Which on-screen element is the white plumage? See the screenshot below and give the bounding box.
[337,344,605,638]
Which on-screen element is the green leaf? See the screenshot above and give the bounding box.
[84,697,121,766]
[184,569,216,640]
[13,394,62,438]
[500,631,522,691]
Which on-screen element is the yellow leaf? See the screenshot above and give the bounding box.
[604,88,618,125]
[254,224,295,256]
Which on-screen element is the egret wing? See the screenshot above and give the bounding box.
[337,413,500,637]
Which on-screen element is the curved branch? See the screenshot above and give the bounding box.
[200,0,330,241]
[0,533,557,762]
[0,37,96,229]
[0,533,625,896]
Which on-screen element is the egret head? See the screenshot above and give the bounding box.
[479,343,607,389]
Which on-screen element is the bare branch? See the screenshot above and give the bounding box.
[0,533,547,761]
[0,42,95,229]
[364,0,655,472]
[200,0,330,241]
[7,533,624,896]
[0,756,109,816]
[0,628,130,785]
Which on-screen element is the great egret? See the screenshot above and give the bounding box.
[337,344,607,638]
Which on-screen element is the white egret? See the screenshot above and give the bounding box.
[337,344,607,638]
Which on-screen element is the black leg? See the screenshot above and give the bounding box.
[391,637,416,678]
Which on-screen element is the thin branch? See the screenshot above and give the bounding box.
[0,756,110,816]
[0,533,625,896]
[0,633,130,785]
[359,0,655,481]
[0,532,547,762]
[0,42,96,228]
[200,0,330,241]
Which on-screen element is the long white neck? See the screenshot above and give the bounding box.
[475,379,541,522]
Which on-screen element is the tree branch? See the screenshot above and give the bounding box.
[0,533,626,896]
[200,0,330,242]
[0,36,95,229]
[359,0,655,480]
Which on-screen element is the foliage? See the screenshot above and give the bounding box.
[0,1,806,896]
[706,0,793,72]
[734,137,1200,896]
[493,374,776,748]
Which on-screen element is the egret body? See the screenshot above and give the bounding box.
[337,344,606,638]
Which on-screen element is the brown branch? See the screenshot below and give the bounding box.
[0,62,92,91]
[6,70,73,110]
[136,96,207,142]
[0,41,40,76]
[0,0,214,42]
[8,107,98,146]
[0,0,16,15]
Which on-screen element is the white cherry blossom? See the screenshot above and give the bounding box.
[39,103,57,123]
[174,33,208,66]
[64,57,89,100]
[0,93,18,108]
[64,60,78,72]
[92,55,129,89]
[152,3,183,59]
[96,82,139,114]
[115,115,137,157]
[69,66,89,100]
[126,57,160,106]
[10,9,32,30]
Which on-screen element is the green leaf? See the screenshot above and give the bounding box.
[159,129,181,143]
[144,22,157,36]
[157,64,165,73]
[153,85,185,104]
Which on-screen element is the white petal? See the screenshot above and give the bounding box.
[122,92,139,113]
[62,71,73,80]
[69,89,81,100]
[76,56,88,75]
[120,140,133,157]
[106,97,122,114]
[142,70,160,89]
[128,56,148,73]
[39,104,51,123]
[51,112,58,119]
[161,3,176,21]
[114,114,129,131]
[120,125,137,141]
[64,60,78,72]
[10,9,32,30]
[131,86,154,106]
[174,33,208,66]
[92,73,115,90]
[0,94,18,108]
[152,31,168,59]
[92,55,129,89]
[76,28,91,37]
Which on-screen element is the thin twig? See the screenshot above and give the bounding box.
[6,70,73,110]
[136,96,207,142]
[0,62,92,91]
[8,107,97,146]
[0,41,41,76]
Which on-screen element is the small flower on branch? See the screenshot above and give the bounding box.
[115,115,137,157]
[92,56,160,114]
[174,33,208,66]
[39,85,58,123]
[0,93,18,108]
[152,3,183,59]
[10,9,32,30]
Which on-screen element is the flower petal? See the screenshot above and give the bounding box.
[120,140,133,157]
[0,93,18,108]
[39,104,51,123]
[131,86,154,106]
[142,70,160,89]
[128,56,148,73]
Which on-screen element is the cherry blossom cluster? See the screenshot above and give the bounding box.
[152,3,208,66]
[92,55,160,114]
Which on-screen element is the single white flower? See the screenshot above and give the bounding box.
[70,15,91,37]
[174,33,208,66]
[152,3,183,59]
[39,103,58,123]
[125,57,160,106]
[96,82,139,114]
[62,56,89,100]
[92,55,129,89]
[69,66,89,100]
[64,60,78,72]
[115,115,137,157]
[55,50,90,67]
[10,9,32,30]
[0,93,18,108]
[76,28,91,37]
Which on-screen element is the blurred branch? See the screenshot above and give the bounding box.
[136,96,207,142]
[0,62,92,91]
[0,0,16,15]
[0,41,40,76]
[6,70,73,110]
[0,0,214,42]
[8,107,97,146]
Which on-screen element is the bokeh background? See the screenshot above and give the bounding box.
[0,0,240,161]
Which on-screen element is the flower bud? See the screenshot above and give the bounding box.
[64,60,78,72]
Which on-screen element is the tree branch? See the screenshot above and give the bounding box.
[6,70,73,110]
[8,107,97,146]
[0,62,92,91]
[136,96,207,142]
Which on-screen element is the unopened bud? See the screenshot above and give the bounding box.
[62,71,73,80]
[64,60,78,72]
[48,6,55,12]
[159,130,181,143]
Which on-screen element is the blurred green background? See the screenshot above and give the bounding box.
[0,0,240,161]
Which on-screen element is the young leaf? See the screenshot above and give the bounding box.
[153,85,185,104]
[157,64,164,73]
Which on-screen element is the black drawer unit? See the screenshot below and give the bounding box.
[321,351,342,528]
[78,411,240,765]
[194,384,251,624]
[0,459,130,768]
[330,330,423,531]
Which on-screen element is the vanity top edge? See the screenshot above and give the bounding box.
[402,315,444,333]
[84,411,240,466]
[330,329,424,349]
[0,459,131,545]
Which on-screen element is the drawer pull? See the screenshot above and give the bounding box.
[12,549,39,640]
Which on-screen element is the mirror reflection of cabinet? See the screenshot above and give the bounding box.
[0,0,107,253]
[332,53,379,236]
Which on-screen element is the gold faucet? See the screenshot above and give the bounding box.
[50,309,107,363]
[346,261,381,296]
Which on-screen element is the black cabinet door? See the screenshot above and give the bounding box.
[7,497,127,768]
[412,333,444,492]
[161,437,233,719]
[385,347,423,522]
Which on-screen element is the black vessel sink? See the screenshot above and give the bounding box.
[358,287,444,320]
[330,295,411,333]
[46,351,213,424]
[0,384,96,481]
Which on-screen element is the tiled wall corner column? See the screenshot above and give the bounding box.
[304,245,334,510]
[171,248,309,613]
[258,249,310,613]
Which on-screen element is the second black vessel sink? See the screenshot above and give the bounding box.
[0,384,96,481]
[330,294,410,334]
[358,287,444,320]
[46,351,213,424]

To do: Please write out again the entries starting at the line that contains "Which on-screen element is the drawer" and ending at the line that contains "[385,347,423,522]", both included. Keep the other lines unchanged, but scale every bounding box coordinate by 2.45 and round it to a whole number, with halves going up.

Result of this task:
Which on-screen element is the drawer pull? See the screenshot above and give the bounding box.
[29,1345,96,1568]
Which on-screen element is the mirror reflection of cabinet? See the screenshot above and give the bounding box.
[0,0,262,620]
[813,130,929,578]
Which on-screen element is the gold faucet? See the screenshot above and give the bounding box.
[123,757,262,889]
[848,639,933,725]
Which on-screen element is the black cabinet door? See the screenshot above and give the bounding box.
[17,1218,311,1882]
[1009,816,1088,1205]
[394,1071,571,1762]
[943,850,1036,1279]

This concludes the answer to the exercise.